Gather every line from the items below that contains the word "cobblestone", and copy each of those lines in full.

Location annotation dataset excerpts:
'''
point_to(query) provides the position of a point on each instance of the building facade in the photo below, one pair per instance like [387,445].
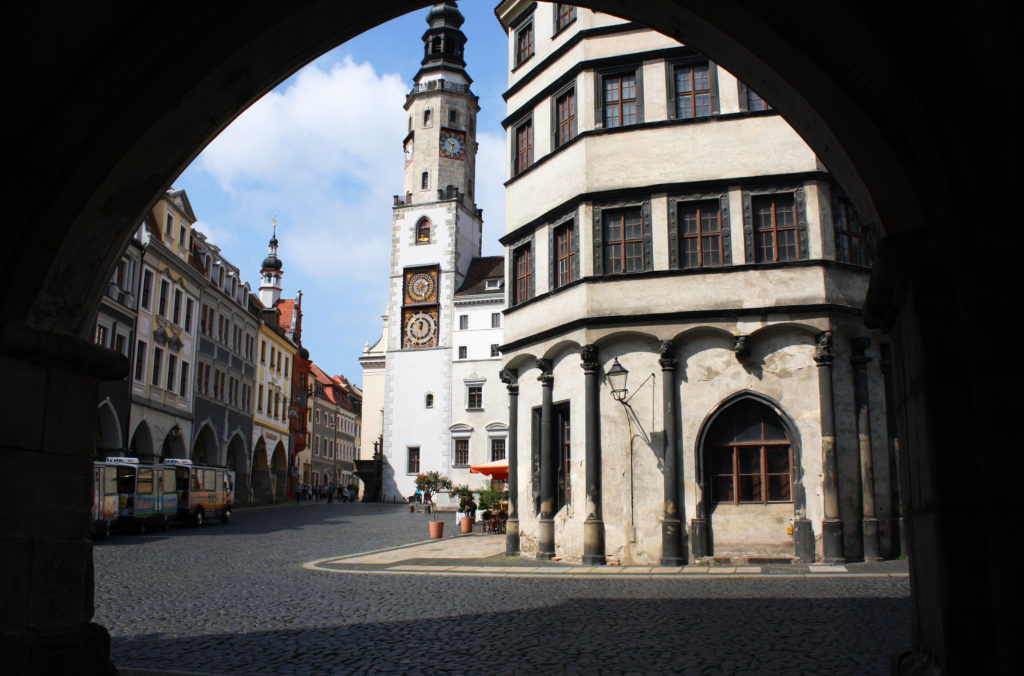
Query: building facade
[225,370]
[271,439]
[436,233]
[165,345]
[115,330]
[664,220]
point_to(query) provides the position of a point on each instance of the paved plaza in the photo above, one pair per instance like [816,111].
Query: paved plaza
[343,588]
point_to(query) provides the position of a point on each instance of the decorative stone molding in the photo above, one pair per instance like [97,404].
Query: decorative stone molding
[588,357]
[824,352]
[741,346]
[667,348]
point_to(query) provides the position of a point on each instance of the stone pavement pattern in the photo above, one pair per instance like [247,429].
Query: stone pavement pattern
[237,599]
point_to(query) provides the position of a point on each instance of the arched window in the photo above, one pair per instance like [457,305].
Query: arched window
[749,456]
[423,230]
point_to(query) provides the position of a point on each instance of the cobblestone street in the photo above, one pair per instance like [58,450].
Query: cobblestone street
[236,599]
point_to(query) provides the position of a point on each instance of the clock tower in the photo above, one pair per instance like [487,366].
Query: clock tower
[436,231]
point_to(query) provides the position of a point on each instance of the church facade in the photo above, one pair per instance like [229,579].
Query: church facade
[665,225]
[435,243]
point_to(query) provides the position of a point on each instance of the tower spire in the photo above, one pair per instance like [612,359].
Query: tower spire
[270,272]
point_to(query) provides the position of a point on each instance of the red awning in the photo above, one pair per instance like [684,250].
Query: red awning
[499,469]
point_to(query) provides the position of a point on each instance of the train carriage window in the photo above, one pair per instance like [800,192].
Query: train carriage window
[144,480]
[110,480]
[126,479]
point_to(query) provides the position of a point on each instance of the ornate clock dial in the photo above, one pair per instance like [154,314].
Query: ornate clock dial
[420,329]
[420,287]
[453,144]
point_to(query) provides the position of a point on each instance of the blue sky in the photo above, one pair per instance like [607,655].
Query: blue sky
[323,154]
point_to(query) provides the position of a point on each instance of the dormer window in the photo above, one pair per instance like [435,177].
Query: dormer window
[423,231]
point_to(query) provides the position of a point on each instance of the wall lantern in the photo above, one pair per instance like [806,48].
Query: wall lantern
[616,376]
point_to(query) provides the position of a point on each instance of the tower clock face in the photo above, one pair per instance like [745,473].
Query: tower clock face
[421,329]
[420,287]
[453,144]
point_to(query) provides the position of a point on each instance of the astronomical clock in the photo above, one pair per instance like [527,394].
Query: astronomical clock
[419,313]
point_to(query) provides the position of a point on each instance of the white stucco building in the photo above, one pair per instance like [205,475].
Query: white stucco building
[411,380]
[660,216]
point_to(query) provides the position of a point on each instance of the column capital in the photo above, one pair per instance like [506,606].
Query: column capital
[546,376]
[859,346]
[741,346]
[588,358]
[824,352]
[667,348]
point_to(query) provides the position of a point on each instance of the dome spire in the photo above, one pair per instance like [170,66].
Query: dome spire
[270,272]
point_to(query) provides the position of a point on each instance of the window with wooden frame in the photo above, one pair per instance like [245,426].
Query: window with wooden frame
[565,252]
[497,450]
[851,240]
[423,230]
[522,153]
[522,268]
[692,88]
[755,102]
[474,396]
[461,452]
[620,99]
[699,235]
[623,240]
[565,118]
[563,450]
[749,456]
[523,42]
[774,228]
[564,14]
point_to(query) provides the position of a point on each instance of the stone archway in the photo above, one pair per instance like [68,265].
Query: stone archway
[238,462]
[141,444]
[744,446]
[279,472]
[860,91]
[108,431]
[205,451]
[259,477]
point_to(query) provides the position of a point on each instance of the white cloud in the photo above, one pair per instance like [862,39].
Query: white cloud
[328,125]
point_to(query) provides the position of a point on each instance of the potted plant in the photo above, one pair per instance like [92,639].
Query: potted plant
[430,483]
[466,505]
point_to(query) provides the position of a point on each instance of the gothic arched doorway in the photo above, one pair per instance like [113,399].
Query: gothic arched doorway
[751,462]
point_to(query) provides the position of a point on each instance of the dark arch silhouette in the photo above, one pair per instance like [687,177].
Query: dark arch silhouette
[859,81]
'''
'''
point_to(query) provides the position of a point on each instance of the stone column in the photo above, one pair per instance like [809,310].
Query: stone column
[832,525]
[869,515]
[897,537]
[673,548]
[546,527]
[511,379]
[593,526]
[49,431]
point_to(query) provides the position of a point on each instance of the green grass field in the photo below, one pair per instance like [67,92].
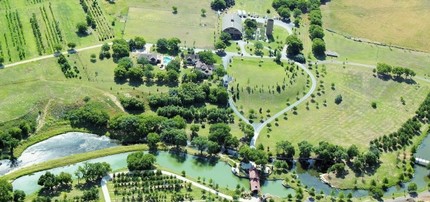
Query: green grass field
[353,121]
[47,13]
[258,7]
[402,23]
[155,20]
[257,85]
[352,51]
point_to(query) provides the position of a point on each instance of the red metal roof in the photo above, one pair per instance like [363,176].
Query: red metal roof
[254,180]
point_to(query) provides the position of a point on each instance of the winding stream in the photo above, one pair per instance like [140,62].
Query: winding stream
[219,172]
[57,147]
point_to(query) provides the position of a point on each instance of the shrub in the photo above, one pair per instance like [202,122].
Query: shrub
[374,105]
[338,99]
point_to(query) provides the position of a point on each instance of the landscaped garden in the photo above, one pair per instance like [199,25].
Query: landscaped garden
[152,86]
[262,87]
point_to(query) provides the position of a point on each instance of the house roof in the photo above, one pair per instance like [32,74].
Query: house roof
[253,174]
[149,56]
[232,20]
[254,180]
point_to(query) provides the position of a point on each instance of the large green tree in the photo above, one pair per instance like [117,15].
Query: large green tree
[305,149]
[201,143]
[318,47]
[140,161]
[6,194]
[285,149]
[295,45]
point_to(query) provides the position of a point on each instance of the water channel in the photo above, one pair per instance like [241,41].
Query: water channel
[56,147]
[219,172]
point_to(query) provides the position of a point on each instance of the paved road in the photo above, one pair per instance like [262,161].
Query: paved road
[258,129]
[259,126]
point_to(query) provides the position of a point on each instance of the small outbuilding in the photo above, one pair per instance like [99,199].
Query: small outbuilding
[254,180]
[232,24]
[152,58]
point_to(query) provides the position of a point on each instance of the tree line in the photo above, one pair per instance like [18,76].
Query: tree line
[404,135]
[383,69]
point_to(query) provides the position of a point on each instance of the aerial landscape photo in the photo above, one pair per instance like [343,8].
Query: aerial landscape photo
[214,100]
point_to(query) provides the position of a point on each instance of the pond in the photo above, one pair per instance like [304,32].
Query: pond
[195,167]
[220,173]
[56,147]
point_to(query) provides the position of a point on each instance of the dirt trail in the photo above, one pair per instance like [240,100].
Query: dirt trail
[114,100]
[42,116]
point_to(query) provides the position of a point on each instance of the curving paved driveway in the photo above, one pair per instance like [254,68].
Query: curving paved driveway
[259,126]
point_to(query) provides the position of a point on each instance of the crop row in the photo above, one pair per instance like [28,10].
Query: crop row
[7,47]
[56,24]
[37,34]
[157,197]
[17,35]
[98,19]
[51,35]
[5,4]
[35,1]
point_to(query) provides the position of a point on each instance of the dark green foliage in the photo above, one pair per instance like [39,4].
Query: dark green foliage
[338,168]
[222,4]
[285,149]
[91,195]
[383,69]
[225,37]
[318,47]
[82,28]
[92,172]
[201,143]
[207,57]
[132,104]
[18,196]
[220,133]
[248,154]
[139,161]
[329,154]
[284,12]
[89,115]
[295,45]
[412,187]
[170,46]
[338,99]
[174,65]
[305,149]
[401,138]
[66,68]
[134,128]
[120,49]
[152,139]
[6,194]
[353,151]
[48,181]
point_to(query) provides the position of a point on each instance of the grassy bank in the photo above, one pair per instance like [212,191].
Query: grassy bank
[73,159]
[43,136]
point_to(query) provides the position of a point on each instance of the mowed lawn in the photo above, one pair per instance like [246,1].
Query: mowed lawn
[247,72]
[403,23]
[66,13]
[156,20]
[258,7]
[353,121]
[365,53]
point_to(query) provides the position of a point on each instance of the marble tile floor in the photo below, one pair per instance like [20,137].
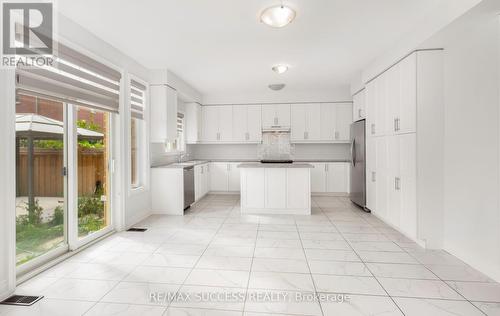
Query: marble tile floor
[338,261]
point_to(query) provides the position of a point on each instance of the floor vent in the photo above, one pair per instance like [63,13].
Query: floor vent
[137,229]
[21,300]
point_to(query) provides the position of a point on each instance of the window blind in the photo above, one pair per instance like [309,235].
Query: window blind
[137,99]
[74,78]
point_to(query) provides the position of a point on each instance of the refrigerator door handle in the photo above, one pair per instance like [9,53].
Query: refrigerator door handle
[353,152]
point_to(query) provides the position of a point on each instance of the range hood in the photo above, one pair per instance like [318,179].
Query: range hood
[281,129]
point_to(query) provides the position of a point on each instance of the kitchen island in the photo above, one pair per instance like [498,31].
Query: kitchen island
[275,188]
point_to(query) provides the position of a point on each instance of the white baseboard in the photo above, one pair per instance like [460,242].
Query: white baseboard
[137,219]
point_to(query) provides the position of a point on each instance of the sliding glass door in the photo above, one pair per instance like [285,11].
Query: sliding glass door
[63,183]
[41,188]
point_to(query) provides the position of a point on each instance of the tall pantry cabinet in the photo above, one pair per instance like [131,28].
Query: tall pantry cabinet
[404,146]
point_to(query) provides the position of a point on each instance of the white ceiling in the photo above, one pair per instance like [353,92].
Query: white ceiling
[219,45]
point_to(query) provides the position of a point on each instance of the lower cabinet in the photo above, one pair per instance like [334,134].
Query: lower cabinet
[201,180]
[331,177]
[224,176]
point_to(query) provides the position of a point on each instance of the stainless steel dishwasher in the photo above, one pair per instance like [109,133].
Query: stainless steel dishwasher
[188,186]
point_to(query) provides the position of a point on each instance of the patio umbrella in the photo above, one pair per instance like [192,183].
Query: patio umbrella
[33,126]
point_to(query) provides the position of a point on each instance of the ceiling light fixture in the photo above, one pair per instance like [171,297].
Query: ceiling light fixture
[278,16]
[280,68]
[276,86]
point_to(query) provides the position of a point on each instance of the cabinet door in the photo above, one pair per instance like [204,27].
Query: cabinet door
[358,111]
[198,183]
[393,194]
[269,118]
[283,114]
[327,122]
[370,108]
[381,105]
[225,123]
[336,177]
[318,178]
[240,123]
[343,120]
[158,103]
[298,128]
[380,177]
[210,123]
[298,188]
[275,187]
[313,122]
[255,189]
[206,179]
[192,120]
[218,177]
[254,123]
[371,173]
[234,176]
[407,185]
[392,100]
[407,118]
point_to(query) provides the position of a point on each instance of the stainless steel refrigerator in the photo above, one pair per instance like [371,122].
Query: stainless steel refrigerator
'''
'''
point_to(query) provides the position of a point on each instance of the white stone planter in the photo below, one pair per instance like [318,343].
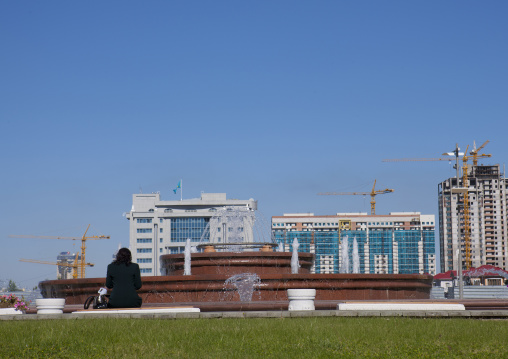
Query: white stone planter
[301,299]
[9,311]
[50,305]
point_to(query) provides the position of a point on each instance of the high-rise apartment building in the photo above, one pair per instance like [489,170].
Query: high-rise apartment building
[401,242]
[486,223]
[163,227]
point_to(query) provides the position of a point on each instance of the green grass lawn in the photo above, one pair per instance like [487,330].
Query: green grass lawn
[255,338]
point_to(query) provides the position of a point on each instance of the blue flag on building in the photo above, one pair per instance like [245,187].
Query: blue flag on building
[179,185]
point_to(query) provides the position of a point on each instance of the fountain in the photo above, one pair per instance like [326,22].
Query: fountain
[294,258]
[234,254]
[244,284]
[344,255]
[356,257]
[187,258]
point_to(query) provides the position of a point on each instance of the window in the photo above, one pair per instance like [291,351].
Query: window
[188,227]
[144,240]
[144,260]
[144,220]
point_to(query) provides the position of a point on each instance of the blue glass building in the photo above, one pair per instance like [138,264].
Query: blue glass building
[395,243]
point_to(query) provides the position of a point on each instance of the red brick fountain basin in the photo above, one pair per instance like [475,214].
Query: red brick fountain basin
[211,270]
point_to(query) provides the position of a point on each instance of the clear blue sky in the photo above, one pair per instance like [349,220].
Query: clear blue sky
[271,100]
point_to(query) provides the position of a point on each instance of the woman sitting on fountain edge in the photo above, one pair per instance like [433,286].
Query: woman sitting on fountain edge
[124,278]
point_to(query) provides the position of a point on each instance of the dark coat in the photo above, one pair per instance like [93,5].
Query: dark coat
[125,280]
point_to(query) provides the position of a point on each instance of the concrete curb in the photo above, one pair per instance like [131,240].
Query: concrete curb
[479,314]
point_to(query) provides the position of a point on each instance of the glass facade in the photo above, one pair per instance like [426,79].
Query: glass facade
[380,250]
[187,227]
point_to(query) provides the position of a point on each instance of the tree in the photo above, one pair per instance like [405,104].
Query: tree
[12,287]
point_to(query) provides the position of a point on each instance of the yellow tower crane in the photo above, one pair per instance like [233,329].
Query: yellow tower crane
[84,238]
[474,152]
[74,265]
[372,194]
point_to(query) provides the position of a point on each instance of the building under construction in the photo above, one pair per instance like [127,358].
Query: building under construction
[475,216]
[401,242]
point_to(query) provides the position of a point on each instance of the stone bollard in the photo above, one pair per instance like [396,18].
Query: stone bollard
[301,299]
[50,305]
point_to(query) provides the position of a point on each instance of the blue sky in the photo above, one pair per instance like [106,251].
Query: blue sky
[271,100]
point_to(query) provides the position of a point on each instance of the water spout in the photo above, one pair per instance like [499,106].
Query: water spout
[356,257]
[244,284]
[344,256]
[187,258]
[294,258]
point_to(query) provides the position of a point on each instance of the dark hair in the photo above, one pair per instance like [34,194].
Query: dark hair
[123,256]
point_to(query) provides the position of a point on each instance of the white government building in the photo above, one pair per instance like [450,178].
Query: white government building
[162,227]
'''
§ **RESPONSE TO THIS TASK**:
point_to(query) provides the position of a point on each instance of the cobblestone street in the photo above, one pair per instance like [58,450].
Query: cobblestone street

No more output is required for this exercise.